> Reading passage
----------

The service will be kept under review and if needed could be escalated to urgent enforcement action. Where necessary, another inspection will be conducted within a further six months, and if there is not enough improvement we will move to close the service.

Special measures will give people who use the service the reassurance that the care they get should improve.

Professor Steve Field (CBE FRCP FFPH FRCGP) 

Chief Inspector of General Practice

During a check to make sure that the improvements required had been made

We previously inspected Landywood Lane Surgery on 8 April 2014. At this inspection we saw that improvements were needed to protect patients from the risks of unsafe or inappropriate care and treatment because accurate records were not always maintained.

Following the inspection, the provider submitted an action plan setting out how they would address the issues. They confirmed that all the issues had been addressed. We asked the provider to send information to us to show that all the required improvements had been made. We checked this evidence and saw that systems to ensure accurate care records were maintained had been put in place.

8 April 2014

During an inspection looking at part of the service

At our previous inspection on 19 December 2013, we saw that patients' privacy and dignity were not always respected. At this inspection we saw that staff were aware of how to maintain patients' privacy and dignity.

At our previous inspection we saw that arrangements were not in place to deal with foreseeable emergencies. At this inspection we saw that the provider had taken reasonable steps to keep patients safe during a medical emergency.

At our previous inspection we saw that the provider did not have systems in place to ensure patients were cared for by suitably trained staff. Some staff had not received training in safeguarding children. Staff were not always aware of the appropriate agencies to refer safeguarding concerns to. At this inspection we saw that staff had received appropriate training and were aware of who to report concerns to. This meant that patients were protected from the risk of abuse because the provider had taken reasonable steps to identify the possibility of abuse and prevent it from happening.

At our previous inspection we saw that the provider did not have effective systems in place to identify, assess and manage risks to the health, safety and welfare of patients who used the service. At this inspection we saw that the provider had taken steps to address these issues.

At this inspection we saw that patients were not protected from the risks of unsafe or inappropriate care and treatment because accurate care records were not maintained.

19 December 2013

During a routine inspection

On the day of our inspection we spoke with seven patients, the provider and four members of staff. One patient told us, "The practice is local and handy. The new nurse is very good". Another patient told us, "The practice is very friendly and the staff are approachable. Generally I get an appointment quite quickly but emergency appointments can be quite difficult to get".

We saw that patients' privacy and dignity was not always respected. Patients we spoke with told us they were happy with the care and treatment they had received but the appointment system did not always meet their needs. We saw that care and treatment was not always planned and delivered in a way that was intended to ensure patients' safety and welfare.

We saw that the provider did not have systems in place to ensure patients were cared for by suitably trained staff. Some staff had not received training in safeguarding children. Staff were not always aware of the appropriate agencies to refer safeguarding concerns to. This meant that patients were not protected from the risk of abuse because the provider had not taken reasonable steps to identify the possibility of abuse and prevent it from happening.

The provider did not have an effective system in place to identify, assess and manage risks to the health, safety and welfare of patients who used the service.

----------

> Record extracts
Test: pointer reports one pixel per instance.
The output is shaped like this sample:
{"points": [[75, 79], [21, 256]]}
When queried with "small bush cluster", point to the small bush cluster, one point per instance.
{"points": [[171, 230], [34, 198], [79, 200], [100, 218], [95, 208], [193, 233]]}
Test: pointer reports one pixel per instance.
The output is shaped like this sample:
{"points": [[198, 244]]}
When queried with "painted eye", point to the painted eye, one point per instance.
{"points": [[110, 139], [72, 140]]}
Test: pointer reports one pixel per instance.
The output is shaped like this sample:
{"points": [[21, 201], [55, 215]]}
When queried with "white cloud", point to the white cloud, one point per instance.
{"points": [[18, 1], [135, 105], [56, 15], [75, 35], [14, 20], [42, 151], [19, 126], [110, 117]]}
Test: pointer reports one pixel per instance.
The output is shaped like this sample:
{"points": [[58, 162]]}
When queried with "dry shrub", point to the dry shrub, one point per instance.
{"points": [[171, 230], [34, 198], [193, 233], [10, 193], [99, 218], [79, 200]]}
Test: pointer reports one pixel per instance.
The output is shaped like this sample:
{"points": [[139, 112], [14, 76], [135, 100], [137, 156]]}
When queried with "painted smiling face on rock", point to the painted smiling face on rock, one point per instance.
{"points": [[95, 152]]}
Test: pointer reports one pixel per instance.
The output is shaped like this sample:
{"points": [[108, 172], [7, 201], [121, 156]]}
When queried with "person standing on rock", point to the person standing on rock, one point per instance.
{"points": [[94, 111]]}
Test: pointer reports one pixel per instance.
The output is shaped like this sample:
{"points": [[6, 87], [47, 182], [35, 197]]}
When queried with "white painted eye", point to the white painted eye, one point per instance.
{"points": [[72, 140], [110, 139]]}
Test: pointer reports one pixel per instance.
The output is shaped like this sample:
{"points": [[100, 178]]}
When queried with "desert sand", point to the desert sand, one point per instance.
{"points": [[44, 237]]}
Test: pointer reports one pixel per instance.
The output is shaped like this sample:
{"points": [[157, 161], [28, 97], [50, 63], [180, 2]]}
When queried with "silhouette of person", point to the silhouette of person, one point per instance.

----------

> Work request 1
From the inspection report shown above the listing, set down the part that opens with the words containing "On the day of" and closes with "safety and welfare.".
> Work request 2
According to the inspection report above, why were patients at the 19 December 2013 inspection found not to be protected from the risk of abuse? Explain in one to three sentences.
> Work request 3
In the inspection report above, how many patients did the inspectors speak with on the day of the 19 December 2013 inspection?

> Response 1
On the day of our inspection we spoke with seven patients, the provider and four members of staff. One patient told us, "The practice is local and handy. The new nurse is very good". Another patient told us, "The practice is very friendly and the staff are approachable. Generally I get an appointment quite quickly but emergency appointments can be quite difficult to get".

We saw that patients' privacy and dignity was not always respected. Patients we spoke with told us they were happy with the care and treatment they had received but the appointment system did not always meet their needs. We saw that care and treatment was not always planned and delivered in a way that was intended to ensure patients' safety and welfare.

> Response 2
The provider had not taken reasonable steps to identify the possibility of abuse and prevent it from happening. Some staff had not received training in safeguarding children, and staff were not always aware of the appropriate agencies to refer safeguarding concerns to.

> Response 3
Seven patients.